→ **Goal**: Rewrite the lines from the one containing "bridge in the photograph above." through the end of the records, replacing "red hat" with "black hat" and leaving all else unchanged.
—————
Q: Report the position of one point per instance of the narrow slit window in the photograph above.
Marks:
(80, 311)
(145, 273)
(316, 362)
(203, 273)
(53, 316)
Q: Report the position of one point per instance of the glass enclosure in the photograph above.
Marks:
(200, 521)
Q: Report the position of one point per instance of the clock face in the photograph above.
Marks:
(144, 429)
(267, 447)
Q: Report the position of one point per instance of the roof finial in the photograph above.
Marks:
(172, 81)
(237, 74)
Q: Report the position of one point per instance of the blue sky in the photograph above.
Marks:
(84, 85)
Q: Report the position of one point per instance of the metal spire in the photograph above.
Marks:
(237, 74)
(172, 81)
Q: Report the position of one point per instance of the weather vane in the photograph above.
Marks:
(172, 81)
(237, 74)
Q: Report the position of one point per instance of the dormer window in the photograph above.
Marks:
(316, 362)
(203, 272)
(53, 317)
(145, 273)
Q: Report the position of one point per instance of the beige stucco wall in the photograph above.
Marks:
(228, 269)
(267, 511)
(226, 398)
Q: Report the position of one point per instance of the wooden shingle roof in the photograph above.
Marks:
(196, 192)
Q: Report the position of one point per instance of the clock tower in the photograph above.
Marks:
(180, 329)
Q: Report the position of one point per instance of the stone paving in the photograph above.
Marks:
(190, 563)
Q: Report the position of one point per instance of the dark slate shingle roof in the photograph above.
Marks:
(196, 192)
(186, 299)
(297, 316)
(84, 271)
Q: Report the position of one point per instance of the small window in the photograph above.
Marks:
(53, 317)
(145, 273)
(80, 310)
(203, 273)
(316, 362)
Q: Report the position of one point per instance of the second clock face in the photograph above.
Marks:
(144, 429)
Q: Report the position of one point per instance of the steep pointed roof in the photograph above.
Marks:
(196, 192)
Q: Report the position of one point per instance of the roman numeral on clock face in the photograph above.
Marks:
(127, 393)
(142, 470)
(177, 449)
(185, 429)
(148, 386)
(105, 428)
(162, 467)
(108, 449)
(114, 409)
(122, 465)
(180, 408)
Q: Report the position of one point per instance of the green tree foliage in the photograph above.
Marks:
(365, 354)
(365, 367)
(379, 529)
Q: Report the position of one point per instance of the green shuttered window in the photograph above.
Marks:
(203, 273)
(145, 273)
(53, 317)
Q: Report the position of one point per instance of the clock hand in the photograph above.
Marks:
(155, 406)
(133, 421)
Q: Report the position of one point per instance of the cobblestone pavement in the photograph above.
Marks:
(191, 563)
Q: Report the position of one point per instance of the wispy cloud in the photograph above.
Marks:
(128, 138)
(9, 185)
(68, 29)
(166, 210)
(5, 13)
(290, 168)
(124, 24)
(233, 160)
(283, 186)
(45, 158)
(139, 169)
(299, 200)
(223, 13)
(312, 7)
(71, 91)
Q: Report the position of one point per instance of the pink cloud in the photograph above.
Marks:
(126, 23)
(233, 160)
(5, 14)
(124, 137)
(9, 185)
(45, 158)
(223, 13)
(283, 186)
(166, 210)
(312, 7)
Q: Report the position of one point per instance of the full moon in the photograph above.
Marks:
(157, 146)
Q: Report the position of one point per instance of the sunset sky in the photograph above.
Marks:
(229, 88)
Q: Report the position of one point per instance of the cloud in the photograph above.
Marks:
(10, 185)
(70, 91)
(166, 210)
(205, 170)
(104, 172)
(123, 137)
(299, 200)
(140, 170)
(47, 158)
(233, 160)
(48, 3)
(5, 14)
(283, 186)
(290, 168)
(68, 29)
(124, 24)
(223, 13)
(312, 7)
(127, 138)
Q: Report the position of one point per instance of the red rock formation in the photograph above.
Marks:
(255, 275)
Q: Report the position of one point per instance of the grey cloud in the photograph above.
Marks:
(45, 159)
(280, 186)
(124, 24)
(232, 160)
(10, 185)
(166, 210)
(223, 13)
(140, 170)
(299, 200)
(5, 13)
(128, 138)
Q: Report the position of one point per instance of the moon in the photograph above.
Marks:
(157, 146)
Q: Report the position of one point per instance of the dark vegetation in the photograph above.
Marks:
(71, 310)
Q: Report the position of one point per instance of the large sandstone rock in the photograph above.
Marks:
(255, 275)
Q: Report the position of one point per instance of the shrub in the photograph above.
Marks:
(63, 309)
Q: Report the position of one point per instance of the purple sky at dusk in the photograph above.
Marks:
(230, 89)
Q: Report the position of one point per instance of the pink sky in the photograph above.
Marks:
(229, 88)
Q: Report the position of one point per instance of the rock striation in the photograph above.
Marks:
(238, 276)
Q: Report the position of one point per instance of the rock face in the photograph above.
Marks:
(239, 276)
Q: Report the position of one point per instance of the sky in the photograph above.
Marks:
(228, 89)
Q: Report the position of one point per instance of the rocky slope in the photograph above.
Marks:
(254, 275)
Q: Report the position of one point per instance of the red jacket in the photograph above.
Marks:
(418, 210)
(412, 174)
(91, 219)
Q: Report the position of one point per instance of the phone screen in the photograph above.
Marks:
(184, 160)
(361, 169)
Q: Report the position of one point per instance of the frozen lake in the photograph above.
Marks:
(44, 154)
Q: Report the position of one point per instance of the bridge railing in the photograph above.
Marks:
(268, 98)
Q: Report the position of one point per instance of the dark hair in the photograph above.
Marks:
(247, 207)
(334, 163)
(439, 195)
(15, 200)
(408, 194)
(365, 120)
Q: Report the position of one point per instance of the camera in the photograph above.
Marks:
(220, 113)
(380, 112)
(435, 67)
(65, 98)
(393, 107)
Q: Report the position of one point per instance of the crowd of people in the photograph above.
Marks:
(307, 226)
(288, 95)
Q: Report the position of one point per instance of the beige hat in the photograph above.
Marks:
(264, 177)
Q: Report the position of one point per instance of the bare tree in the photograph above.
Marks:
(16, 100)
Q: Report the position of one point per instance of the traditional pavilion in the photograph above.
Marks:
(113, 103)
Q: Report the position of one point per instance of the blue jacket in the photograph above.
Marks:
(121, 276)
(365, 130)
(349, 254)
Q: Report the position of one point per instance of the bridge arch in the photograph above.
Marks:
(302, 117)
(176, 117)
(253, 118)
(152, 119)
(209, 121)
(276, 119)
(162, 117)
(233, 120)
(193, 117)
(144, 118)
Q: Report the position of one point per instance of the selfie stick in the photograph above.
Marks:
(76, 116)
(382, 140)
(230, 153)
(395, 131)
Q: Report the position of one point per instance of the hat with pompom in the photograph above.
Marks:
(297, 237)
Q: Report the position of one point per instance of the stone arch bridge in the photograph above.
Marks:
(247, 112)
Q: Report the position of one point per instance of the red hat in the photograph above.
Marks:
—————
→ **The response**:
Q: Report the position of one point per instance of the stone arch bridge in the photograph above.
Marks:
(247, 112)
Q: Report the position of one point per instance of the black hat in the photograph above.
Marks:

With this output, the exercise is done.